> _PROBLEM_
Which lines in the listing below contain the word "hair"? Pick out and copy each of them, treating uppercase and lowercase as different.
• • • • •
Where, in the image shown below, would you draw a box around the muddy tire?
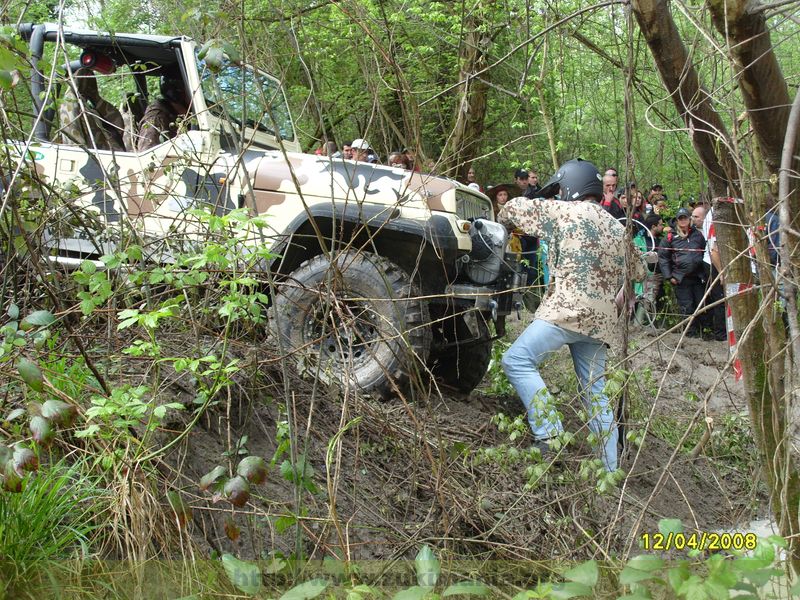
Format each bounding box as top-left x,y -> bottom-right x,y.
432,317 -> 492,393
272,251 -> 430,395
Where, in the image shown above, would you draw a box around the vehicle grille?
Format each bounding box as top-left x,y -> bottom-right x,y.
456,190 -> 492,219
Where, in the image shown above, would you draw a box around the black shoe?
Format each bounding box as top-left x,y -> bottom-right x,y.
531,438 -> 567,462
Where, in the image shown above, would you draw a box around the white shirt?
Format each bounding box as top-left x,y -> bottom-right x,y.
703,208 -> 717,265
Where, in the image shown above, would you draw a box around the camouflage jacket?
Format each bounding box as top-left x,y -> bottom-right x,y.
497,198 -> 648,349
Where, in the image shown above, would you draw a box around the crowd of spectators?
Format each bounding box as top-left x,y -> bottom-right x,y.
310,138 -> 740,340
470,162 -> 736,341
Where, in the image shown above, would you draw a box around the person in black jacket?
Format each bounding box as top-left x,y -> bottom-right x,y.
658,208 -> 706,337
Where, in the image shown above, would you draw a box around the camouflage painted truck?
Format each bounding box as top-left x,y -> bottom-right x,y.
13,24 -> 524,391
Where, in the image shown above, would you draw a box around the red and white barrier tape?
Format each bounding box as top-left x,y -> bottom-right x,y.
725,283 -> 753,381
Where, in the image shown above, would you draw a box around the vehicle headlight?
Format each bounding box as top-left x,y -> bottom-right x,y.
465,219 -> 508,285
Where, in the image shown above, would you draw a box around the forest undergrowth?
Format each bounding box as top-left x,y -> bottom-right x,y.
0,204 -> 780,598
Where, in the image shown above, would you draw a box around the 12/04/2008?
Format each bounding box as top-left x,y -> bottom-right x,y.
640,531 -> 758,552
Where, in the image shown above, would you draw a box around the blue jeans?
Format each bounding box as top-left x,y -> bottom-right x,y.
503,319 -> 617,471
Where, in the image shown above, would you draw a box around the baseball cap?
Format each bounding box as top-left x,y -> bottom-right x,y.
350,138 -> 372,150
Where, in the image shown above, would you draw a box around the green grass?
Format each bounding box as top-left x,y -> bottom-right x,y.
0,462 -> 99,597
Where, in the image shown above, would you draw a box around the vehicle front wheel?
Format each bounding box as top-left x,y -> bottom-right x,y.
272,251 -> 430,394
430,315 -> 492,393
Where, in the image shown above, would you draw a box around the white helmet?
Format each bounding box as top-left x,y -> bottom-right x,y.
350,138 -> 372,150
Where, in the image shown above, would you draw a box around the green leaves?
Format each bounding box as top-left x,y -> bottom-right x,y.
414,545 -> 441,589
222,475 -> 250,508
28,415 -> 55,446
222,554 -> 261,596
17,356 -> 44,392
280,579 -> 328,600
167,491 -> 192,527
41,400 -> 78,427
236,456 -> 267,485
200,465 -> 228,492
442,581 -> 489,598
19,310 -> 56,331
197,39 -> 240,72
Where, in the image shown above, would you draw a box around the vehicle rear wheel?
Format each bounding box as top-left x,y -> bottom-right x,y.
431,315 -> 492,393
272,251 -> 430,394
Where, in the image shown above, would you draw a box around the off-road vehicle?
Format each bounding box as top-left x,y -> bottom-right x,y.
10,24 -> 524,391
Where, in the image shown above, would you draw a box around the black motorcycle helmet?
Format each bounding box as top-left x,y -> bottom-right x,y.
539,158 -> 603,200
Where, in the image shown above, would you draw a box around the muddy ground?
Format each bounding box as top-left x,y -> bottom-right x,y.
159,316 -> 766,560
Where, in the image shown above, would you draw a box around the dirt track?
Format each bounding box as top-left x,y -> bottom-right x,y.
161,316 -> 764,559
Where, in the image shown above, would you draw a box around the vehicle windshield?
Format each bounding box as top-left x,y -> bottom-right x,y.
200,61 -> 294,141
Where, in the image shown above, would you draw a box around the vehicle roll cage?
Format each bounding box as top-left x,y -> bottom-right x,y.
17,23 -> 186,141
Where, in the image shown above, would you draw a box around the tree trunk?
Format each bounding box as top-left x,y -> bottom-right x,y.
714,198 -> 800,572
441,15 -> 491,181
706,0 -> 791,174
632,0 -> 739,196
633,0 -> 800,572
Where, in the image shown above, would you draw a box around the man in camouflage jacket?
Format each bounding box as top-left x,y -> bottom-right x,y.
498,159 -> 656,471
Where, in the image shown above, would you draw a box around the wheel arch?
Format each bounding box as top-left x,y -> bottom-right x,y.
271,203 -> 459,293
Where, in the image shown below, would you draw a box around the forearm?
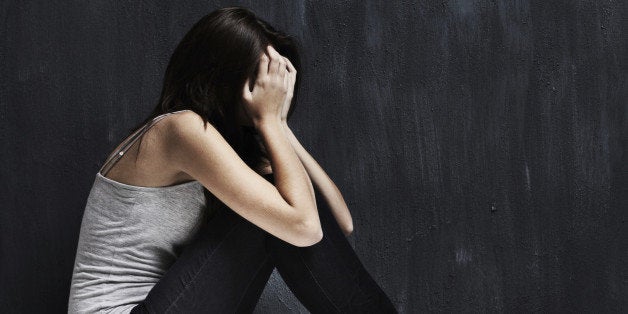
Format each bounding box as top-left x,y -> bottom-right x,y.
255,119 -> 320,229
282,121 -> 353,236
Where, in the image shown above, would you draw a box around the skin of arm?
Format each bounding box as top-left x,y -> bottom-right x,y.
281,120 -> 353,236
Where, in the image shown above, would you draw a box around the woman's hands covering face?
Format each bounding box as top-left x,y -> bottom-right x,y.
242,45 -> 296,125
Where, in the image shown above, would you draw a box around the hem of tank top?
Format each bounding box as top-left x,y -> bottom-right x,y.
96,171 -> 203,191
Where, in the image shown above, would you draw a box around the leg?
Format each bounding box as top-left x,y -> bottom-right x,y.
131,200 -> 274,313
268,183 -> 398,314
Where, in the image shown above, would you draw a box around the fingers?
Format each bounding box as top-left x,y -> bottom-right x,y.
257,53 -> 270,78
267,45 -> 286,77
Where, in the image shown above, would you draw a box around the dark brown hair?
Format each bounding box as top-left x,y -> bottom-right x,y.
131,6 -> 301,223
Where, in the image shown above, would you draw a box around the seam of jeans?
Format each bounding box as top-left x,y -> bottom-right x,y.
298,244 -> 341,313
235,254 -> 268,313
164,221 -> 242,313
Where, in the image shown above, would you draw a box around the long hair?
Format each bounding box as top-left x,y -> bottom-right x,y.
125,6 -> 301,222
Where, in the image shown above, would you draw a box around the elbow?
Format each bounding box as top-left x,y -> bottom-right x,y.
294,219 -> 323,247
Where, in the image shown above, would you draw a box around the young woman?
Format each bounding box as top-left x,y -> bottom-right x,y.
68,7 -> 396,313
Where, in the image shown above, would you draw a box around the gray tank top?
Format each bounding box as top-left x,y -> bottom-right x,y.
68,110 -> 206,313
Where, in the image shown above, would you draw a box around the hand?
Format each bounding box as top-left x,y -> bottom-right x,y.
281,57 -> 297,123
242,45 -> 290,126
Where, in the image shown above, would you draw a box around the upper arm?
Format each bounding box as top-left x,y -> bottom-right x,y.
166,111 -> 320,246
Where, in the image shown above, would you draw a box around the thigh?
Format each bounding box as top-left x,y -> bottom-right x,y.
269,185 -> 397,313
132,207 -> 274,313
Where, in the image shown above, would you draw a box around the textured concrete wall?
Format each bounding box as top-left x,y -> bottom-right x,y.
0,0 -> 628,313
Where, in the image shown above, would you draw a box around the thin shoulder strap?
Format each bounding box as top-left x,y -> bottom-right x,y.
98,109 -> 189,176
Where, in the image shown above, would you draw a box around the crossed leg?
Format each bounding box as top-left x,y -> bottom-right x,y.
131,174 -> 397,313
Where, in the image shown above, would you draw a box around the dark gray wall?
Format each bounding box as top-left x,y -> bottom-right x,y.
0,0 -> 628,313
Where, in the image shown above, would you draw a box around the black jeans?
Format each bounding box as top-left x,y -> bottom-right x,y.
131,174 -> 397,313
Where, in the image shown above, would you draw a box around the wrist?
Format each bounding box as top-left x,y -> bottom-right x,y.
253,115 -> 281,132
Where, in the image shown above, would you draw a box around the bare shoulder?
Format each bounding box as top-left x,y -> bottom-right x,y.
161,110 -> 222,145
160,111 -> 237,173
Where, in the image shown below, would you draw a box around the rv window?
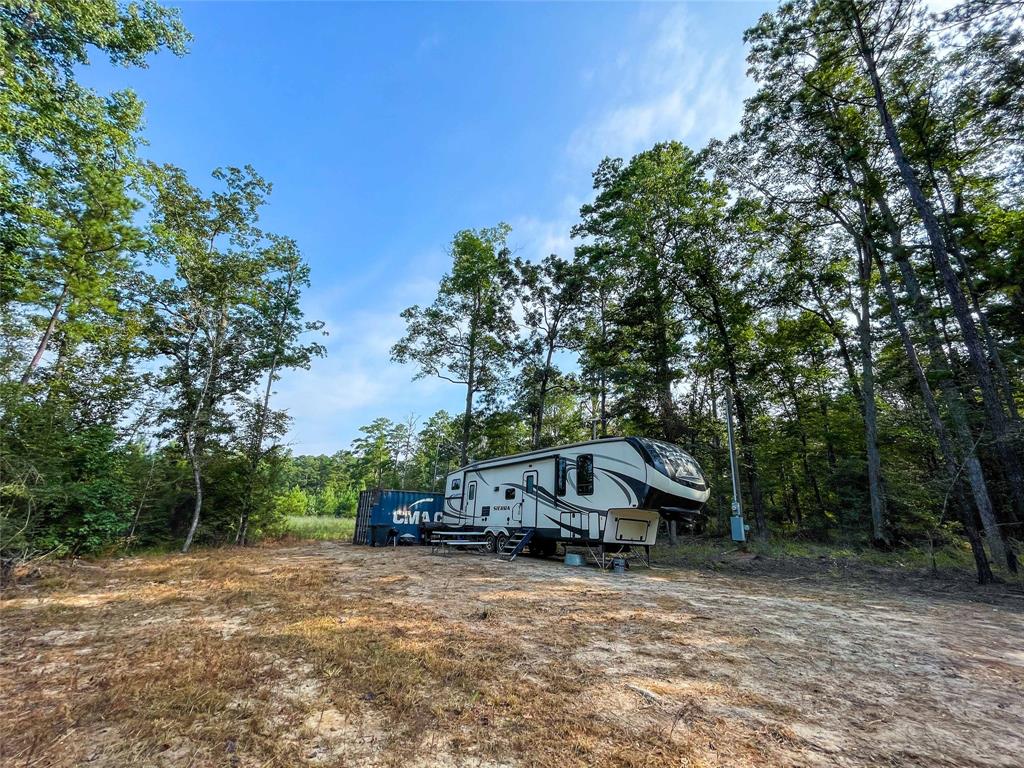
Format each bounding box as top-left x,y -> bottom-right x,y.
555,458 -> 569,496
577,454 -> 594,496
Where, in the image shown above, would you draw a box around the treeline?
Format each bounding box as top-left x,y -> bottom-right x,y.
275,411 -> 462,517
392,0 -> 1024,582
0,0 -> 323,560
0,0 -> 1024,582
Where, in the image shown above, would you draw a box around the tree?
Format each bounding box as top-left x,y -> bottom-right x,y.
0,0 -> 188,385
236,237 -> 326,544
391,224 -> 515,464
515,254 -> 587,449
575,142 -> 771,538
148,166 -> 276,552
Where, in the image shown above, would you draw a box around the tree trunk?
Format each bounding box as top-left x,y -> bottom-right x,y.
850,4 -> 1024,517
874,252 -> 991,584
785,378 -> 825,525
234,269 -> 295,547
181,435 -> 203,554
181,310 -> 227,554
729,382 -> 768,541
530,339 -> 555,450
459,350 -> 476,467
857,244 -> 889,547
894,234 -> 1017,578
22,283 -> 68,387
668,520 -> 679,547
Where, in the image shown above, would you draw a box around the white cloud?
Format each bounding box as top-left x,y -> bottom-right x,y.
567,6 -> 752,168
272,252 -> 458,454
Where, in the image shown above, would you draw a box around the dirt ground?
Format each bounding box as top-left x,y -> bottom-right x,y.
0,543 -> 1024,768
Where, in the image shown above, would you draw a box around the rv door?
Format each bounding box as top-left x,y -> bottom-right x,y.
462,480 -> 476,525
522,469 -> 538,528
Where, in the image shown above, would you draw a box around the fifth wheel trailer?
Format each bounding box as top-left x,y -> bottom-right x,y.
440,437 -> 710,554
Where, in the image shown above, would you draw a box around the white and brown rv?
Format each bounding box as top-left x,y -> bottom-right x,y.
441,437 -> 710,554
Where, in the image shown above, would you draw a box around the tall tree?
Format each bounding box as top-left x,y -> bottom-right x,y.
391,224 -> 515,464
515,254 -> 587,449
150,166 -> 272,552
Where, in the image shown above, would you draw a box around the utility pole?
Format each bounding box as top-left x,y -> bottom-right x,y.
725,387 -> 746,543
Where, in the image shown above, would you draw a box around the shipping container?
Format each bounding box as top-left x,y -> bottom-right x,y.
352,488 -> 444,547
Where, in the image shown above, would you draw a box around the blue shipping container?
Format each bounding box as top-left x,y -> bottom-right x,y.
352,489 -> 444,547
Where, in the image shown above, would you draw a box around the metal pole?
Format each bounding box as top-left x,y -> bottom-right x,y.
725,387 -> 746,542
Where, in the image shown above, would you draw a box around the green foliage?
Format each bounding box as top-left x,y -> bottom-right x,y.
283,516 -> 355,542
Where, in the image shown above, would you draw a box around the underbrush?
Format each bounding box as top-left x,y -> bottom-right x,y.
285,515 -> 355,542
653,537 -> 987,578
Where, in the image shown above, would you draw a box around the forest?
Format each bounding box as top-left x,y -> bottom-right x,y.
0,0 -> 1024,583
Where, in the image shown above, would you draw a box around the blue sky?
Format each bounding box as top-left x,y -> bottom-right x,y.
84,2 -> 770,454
• • • • •
> _RESULT OF THE EXERCISE_
Where, in the image shown above, would you draw a box around the dark brown hair?
Where, in the image shown above, would you draw a box around the long hair?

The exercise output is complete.